EXERCISE
In the discussion below about celebrating a new baby with a backyard party, what name do some people give that kind of barbecue?

Where I live it's super common to throw a barbecue or a party at your residence to celebrate a new life coming into the world. Some call it a baby Q. Men and women are both welcome and the host provides all the food and drinks. There's usually games or a jumpy house for the kids and a bonfire later in the evening with drinks and sometimes a band. Gifts are optional yet on the in iterations it is noted where mom and dad are registered. Some bring a gift , some bring wine/ champaigne/ any booze really , and some bring a bit of both. It's a fun day spent with friends and family. I have been to a few myself and in no way is it tacky to throw a party for your friends and family. People are not forced by any means to bring a gift no matter the situation. Its a great excuse to spend time with loved ones and have a good time.
Good lord. Including registry information on the invitation indicates that guests are expected to bring a gift. All of that? ^^ TACKY!
Where I live it's super common to throw a barbecue or a party at your residence to celebrate a new life coming into the world. Some call it a baby Q. Men and women are both welcome and the host provides all the food and drinks. There's usually games or a jumpy house for the kids and a bonfire later in the evening with drinks and sometimes a band. Gifts are optional yet on the in iterations it is noted where mom and dad are registered. Some bring a gift , some bring wine/ champaigne/ any booze really , and some bring a bit of both. It's a fun day spent with friends and family. I have been to a few myself and in no way is it tacky to throw a party for your friends and family. People are not forced by any means to bring a gift no matter the situation. Its a great excuse to spend time with loved ones and have a good time.

EXTRACTED RECORDS
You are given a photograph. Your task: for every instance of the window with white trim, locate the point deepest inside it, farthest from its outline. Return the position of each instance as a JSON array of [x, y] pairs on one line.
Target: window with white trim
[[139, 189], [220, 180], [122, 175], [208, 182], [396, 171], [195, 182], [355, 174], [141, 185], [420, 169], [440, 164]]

==

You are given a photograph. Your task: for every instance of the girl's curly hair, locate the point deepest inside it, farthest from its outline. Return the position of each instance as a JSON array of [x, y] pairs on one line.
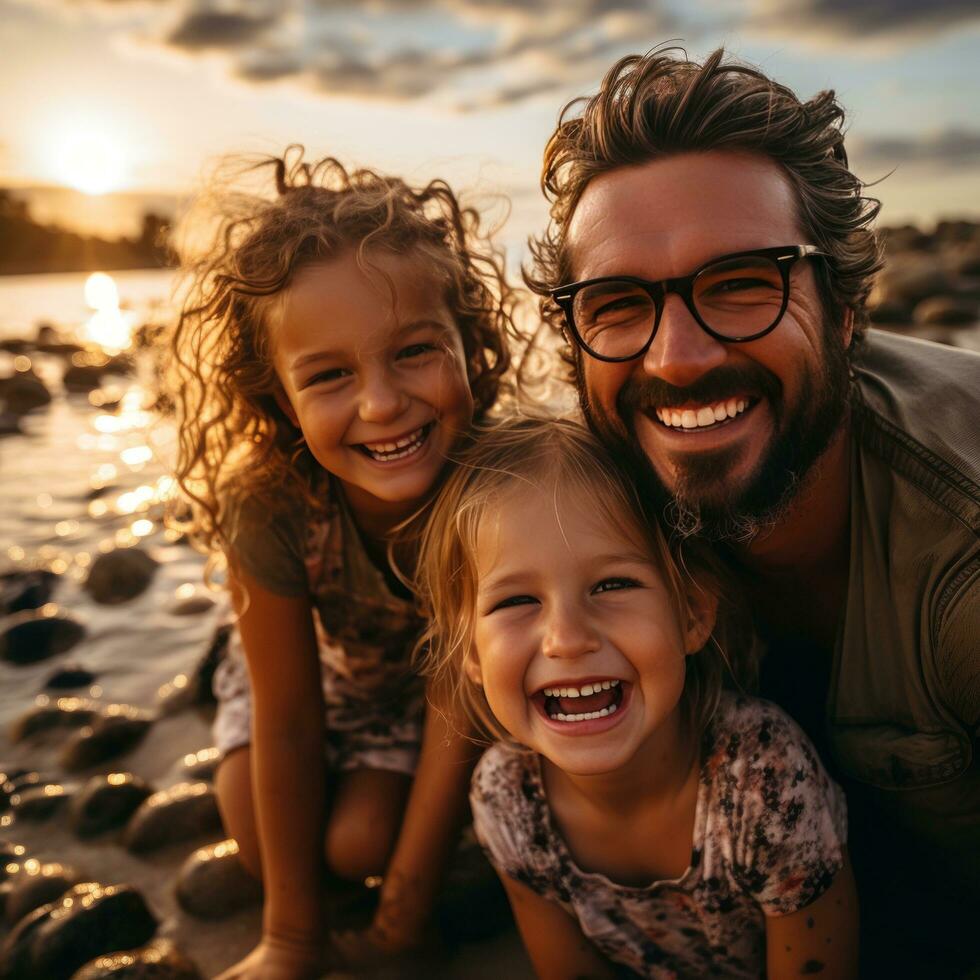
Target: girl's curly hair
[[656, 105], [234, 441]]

SOLUTION TO THIS PROBLEM
A baby Q.